[Records from a collection]
=== Section Start ===
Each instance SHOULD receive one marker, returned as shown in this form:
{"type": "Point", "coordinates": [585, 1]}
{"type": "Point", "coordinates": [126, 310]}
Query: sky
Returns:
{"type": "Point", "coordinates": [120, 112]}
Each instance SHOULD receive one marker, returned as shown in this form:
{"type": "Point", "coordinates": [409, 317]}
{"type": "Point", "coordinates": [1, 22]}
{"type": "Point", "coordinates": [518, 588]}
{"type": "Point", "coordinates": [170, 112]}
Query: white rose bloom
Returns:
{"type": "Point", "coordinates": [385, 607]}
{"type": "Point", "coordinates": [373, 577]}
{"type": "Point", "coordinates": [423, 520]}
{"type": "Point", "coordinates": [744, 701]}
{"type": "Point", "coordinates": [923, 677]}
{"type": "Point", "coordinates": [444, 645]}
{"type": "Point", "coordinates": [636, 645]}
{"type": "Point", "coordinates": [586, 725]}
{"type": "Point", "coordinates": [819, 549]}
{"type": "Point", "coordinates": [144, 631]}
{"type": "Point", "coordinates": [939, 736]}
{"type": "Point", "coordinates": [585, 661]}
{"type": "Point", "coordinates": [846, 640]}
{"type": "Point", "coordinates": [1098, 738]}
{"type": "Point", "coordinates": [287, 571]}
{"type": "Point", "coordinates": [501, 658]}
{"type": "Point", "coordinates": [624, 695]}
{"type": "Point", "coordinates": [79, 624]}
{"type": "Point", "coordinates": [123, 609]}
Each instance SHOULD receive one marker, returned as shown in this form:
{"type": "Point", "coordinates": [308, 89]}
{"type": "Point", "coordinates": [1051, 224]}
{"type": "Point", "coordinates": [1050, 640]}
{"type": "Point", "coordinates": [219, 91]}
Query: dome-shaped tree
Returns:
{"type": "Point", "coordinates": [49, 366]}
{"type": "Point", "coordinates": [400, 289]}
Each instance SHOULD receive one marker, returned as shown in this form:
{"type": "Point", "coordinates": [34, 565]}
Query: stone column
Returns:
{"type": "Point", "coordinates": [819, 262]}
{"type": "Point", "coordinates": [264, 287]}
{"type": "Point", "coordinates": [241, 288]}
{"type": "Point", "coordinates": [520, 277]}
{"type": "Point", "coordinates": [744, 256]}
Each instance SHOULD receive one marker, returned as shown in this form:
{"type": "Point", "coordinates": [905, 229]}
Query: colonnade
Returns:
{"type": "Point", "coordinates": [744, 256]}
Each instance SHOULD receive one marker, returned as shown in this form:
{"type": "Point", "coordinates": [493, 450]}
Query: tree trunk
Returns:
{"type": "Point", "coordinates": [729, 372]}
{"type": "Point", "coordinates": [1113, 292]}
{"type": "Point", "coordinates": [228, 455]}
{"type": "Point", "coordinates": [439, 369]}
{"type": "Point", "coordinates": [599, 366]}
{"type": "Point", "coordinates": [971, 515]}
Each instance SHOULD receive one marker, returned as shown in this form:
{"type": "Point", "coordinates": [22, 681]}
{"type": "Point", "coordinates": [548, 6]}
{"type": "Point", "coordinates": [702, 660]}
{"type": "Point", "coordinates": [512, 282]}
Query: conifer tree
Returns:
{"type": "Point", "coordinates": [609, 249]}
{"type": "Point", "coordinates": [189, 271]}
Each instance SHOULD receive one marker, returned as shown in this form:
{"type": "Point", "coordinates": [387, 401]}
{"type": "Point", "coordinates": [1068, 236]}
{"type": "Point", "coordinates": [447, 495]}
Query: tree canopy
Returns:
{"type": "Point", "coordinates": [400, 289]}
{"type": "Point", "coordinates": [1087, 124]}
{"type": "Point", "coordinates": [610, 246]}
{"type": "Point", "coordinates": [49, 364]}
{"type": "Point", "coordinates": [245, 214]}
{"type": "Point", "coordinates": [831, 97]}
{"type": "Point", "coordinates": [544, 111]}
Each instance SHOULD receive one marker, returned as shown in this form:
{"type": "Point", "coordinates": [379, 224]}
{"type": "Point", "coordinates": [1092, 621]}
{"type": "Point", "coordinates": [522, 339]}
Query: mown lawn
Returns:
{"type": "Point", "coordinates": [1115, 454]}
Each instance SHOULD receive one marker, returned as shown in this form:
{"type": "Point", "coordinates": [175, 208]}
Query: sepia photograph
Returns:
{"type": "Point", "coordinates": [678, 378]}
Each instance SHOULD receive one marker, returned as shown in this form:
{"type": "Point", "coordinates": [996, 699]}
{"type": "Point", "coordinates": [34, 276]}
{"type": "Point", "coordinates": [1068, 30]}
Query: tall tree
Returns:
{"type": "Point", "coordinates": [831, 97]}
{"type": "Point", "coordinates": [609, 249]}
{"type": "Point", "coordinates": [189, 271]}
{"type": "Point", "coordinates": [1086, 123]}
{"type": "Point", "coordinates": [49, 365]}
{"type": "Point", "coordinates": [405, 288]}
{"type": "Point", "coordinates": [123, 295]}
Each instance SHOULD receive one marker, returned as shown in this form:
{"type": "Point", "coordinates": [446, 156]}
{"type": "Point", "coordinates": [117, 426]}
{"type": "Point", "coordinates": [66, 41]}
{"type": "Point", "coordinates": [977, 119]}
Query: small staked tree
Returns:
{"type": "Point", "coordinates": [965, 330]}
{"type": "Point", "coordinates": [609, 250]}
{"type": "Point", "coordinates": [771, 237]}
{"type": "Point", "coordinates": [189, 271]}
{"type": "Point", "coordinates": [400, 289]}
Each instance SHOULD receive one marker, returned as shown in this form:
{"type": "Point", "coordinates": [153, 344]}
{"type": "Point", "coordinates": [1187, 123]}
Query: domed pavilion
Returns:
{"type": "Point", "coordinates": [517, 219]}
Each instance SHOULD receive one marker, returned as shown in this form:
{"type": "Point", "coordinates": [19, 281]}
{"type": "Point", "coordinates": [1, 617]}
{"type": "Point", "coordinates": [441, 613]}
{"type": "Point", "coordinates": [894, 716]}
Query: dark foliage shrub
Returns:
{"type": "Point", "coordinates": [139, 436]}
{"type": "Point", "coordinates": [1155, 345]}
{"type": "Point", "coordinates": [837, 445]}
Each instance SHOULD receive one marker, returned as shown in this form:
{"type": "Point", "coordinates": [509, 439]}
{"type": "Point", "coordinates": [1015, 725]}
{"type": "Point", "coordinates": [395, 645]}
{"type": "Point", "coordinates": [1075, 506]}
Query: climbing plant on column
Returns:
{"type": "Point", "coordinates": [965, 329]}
=== Section End ===
- [What you should do]:
Provide the number of lines in the records above that contain the word "column", with no additional words.

- [The answer]:
2